- [所给清单]:
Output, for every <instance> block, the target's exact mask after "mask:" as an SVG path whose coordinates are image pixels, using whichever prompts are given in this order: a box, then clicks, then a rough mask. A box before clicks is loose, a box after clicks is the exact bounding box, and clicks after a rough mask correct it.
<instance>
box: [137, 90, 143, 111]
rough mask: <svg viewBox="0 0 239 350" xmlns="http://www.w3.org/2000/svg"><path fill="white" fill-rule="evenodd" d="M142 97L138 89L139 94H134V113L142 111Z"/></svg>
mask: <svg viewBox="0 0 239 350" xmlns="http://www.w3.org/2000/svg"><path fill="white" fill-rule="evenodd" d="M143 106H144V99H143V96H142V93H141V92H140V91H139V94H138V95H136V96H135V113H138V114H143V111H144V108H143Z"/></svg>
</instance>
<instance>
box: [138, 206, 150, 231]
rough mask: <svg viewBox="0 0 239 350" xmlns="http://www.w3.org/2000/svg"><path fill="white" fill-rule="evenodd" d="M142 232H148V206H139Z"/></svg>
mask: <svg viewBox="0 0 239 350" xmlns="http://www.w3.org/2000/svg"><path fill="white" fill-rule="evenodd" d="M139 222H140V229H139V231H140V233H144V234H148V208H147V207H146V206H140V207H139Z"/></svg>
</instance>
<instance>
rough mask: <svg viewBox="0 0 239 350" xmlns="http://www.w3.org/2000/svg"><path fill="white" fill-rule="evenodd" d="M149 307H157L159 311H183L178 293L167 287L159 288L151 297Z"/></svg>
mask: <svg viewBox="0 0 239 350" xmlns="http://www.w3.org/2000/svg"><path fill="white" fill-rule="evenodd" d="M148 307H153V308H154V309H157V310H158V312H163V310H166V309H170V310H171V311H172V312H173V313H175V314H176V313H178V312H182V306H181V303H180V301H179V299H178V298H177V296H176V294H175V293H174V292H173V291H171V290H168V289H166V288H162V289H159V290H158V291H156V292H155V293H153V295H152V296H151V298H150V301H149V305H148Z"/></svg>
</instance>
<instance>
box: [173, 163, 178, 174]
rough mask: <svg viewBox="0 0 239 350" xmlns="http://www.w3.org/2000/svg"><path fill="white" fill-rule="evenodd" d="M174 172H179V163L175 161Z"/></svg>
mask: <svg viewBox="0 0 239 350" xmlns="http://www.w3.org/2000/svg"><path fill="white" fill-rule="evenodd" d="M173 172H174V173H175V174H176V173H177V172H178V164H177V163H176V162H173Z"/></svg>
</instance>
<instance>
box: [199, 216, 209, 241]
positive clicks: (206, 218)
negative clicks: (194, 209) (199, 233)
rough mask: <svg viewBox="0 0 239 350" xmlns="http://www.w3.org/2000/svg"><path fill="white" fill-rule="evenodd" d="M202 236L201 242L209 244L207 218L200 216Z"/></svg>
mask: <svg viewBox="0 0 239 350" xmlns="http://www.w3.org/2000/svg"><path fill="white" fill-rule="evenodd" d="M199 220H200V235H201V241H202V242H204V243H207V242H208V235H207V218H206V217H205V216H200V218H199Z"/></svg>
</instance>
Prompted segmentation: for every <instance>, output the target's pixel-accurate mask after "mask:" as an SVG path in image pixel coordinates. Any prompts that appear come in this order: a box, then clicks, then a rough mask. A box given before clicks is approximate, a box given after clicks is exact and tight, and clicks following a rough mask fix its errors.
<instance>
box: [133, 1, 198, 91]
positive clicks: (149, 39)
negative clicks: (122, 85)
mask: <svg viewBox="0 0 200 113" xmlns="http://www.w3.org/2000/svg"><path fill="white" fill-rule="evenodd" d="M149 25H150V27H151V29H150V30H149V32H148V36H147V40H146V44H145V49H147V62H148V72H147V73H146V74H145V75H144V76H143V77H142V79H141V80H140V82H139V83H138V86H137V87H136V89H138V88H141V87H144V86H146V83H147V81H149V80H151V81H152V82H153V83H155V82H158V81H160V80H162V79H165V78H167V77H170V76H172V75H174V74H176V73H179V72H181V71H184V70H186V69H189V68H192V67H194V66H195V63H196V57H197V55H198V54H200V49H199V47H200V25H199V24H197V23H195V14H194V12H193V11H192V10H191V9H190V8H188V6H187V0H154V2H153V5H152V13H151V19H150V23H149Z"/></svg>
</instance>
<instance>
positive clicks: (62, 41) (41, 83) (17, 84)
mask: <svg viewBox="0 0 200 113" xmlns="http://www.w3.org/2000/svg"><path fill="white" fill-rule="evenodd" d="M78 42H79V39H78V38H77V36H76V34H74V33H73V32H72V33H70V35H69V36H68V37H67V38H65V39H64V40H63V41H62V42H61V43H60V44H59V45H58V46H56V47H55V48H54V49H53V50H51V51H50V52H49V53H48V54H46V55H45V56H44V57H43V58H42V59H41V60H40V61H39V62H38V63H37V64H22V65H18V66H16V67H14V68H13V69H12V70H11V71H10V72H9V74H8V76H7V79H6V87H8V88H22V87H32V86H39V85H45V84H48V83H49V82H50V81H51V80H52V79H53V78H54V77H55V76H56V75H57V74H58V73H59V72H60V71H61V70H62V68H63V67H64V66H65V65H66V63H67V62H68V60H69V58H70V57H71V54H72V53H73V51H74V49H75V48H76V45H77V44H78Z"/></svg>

- [题目]: 从上方清单中挑出所有包含字符串“positive”的行，逐行原样抄录。

- [本题解答]:
positive clicks: (206, 218)
positive clicks: (149, 39)
positive clicks: (62, 41) (41, 83) (17, 84)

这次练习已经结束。